# [PROVIDED TEXT]
By May S. Ruiz
Make The Arboretum in Arcadia your destination for an evening of dazzling contemporary art. From February 27 to March 3, the natural landscape of this beautiful garden will serve as the backdrop for ‘Digital Nature 2019,’ an art exhibit featuring unique, site-specific artworks.
‘Digital Nature’ brings together a collection of contemporary artists who explore diverse themes – butterfly camouflage, bird songs and heavy metal, and interactive digital wildflowers. They will transform The Arboretum into an outdoor gallery of illuminated art, video, and sound installations.
Richard Schulhof, CEO of The Arboretum says, “We first presented ‘Digital Nature’ in 2016; this one takes it to the next level. The Arboretum, I believe, is a spectacular setting for art. As part of our mission, we have education programs and we connect with people with our landscapes and gardens that explore themes. Art is yet another vehicle to engage people, to inspire thought, and encourage conversation about what’s happening in our world. We want to stimulate new thinking about the natural environment, our relationship with it, and the changes that are presently transforming it.”
As the recently concluded ‘Moonlight Forest Festival’ proved, people enjoy coming to The Arboretum at night. Schulhof would like ‘Digital Nature’ to kindle the same enthusiasm but quickly points out the distinction between them, “This is an art exhibition – statements from artists about a variety of topics. Unlike going to a light show where you come to enjoy the beauty of visual art or presentation, like the lantern festival, this one is a more cerebral experience. These installations will be scattered along the paths so you come upon them as you walk, and in that sense it’s similar to that of the lantern festival. But whereas ‘Moonlight Forest’ was a continuous experience, each encounter in ‘Digital Nature’ is a discrete experience: it’s in its own gallery. But I would love for there to be an overlap; I would be delighted if people who turned up for the lantern festival came and enjoyed this exhibition as well.”

# [SUPPLIED MATERIAL]

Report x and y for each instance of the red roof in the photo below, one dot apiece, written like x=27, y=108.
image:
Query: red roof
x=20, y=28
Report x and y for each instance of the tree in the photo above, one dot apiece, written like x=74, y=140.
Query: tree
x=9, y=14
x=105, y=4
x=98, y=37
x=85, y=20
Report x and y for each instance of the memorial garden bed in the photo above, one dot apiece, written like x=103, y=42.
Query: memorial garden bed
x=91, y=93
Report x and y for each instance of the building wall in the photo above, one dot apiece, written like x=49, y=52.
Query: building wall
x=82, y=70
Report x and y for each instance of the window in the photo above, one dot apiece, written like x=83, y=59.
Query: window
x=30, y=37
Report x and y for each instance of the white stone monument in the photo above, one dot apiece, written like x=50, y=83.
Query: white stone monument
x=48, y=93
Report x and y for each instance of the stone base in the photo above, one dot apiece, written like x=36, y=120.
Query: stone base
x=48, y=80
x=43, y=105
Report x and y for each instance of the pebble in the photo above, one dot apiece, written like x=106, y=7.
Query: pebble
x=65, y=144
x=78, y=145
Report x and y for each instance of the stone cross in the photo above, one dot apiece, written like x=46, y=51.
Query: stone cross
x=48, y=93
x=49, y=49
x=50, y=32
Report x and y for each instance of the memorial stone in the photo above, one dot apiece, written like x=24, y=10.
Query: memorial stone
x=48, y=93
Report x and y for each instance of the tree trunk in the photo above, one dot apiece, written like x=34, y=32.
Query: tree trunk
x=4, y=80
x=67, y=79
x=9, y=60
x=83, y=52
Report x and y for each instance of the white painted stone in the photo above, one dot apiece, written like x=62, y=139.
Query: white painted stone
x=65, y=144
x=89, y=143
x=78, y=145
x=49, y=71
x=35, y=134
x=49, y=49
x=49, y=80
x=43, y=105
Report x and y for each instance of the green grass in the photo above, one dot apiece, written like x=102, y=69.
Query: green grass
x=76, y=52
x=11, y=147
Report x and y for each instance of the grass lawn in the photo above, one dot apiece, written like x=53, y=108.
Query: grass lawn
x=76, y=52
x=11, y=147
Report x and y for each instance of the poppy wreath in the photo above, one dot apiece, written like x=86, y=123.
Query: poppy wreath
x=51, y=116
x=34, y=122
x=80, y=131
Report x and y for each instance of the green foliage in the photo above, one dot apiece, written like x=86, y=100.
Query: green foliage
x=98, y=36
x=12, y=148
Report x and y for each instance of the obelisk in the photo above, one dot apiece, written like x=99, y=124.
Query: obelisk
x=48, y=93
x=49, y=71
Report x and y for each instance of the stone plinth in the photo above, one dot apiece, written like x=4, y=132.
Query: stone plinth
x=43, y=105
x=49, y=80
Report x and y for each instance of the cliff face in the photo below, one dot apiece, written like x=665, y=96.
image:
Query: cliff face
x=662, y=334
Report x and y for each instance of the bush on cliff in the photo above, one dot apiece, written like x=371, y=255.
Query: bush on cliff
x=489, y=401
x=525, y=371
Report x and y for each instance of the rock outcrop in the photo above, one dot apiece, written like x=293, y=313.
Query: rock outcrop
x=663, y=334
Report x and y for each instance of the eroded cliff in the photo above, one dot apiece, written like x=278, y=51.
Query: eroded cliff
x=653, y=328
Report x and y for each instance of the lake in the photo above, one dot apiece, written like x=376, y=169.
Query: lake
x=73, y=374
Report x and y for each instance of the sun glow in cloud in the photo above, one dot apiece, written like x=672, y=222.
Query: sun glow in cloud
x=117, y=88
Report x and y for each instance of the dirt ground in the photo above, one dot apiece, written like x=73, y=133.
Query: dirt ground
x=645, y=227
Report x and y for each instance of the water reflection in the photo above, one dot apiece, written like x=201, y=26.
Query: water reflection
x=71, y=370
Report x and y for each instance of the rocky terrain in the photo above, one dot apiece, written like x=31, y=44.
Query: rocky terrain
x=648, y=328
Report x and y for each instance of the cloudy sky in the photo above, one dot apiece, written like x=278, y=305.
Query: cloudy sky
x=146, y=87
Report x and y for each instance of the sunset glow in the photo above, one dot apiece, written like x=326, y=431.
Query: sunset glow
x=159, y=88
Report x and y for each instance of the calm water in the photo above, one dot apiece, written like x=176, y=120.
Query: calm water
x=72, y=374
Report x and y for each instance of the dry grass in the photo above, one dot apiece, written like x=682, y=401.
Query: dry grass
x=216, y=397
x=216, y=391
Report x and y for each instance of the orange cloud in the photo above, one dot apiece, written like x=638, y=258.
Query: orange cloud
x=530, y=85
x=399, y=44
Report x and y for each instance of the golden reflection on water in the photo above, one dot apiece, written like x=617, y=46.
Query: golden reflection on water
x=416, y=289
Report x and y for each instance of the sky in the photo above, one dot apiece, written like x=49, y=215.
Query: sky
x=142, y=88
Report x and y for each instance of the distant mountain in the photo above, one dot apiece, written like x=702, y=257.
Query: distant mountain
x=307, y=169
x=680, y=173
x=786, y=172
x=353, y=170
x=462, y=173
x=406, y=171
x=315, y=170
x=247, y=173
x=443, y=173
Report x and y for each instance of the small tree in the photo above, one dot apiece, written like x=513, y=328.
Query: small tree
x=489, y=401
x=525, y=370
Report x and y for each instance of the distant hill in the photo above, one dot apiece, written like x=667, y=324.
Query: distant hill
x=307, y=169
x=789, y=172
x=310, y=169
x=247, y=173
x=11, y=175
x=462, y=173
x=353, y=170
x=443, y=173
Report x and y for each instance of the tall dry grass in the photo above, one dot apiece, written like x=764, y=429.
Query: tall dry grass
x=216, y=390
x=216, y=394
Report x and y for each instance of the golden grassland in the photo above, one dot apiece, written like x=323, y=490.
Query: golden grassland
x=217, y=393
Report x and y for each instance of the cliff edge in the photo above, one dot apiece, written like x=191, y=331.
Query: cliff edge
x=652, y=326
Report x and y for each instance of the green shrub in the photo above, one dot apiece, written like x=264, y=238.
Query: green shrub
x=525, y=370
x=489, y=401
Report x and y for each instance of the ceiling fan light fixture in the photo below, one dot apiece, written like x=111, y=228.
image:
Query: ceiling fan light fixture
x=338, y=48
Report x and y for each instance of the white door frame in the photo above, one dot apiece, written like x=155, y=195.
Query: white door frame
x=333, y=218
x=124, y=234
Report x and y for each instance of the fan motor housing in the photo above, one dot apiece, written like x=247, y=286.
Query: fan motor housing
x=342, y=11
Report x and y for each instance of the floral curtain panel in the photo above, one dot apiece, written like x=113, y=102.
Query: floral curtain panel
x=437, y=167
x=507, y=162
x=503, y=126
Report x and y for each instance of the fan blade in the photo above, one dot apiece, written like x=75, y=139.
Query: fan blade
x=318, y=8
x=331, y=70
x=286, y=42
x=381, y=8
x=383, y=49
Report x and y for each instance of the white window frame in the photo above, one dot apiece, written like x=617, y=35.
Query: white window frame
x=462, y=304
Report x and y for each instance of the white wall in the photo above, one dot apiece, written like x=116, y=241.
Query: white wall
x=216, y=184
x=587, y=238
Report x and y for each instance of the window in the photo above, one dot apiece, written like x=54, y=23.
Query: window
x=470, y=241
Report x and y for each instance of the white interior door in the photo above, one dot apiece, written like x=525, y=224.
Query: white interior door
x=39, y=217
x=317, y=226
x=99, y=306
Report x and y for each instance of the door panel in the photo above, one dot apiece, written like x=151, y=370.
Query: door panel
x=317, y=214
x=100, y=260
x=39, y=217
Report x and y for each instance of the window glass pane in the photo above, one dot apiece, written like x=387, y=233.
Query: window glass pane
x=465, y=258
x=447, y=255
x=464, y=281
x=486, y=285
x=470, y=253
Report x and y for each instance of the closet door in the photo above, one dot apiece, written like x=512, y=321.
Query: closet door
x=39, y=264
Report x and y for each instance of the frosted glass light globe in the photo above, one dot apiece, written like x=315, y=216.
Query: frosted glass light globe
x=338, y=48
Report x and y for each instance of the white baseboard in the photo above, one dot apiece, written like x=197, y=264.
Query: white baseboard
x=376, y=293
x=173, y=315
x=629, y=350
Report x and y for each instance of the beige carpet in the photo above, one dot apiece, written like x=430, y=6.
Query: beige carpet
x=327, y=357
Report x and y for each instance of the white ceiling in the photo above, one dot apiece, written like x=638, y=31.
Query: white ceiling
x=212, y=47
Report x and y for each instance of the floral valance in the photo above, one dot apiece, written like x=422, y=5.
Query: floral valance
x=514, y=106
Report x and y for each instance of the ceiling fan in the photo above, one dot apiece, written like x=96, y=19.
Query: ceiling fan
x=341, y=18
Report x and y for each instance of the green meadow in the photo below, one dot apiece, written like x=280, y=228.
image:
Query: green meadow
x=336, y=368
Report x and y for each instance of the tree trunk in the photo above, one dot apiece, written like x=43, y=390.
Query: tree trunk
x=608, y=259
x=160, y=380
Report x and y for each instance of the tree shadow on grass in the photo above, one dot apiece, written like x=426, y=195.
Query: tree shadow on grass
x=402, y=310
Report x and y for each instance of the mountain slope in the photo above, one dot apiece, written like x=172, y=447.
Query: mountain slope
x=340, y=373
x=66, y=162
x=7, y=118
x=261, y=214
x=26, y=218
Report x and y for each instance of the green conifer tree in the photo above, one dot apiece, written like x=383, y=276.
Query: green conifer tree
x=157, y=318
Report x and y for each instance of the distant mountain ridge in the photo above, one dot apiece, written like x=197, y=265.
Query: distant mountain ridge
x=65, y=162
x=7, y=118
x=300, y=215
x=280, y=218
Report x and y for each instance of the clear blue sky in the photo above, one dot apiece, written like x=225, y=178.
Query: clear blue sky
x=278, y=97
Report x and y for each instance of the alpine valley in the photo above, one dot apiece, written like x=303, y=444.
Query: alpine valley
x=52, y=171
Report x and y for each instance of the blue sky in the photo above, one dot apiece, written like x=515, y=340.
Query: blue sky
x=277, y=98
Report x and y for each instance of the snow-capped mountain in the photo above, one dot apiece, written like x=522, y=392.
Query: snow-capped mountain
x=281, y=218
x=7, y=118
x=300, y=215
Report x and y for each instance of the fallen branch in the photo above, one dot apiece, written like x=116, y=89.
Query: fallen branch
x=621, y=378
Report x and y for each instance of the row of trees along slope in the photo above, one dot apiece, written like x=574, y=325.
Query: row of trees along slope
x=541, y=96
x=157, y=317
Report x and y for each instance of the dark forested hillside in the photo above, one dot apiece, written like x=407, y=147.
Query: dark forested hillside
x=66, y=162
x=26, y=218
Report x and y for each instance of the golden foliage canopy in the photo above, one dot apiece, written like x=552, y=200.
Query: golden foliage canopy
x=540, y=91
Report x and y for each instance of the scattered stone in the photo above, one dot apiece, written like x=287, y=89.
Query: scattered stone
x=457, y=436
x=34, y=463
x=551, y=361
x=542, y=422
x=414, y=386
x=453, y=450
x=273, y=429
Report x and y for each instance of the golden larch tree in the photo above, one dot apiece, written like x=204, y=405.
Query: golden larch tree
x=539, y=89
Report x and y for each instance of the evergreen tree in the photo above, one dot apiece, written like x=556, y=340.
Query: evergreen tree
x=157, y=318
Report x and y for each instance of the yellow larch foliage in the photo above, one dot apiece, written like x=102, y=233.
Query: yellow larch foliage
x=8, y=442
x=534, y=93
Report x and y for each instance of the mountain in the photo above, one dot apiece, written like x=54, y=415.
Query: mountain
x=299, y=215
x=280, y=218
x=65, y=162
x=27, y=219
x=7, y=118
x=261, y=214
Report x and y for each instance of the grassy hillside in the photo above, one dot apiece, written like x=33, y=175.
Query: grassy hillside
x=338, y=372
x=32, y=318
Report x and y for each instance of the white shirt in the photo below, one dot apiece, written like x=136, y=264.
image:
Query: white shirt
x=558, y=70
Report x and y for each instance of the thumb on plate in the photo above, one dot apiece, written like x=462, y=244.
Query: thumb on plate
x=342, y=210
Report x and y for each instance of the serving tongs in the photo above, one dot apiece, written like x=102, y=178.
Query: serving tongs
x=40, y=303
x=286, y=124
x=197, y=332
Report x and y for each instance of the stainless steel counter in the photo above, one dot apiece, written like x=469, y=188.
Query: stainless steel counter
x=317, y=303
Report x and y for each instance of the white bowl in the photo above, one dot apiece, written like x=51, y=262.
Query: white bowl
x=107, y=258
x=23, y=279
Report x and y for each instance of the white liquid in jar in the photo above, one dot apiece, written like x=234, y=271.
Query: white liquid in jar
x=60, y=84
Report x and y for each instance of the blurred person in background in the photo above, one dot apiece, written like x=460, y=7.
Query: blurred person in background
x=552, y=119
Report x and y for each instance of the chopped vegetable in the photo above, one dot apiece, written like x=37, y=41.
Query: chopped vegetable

# [AIM OF THE TASK]
Continue the article about the 'Digital Nature 2019' exhibit at The Arboretum from where it stops.

# [THE ANSWER]
Schulhof declares, “We’re making a statement that art doesn’t necessarily belong only in an art gallery – it could belong in the landscape, it could be available to everyone, it could be part of our everyday experience. We want to take the art out of the museum and make it available to a much larger populace. We serve a broad community here at the Arboretum; so why not have an art exhibition that allows that community to engage with this art.
“‘Digital Nature’ is a very personal expression of the artists, which concerns an aspect of nature they find intriguing and inspiring, and they’re sharing that with us. It’s a look inside of their world. Nami Yamamoto, for instance, is fascinated by photosynthesis. She cuts intricate leaf patterns from paper she made with abaca and then embeds phosphorescent powder into the paper, so at night you’ll encounter these sheets of leaves that glow in the dark. You can see the connection with our botanical collections. It’s our way of communicating that just about every living thing on this planet thrives on this amazing ability of plants to harness energy from the sun. It’s the basis for life on earth and most people will never think about it; it’s taken for granted, it’s just a given.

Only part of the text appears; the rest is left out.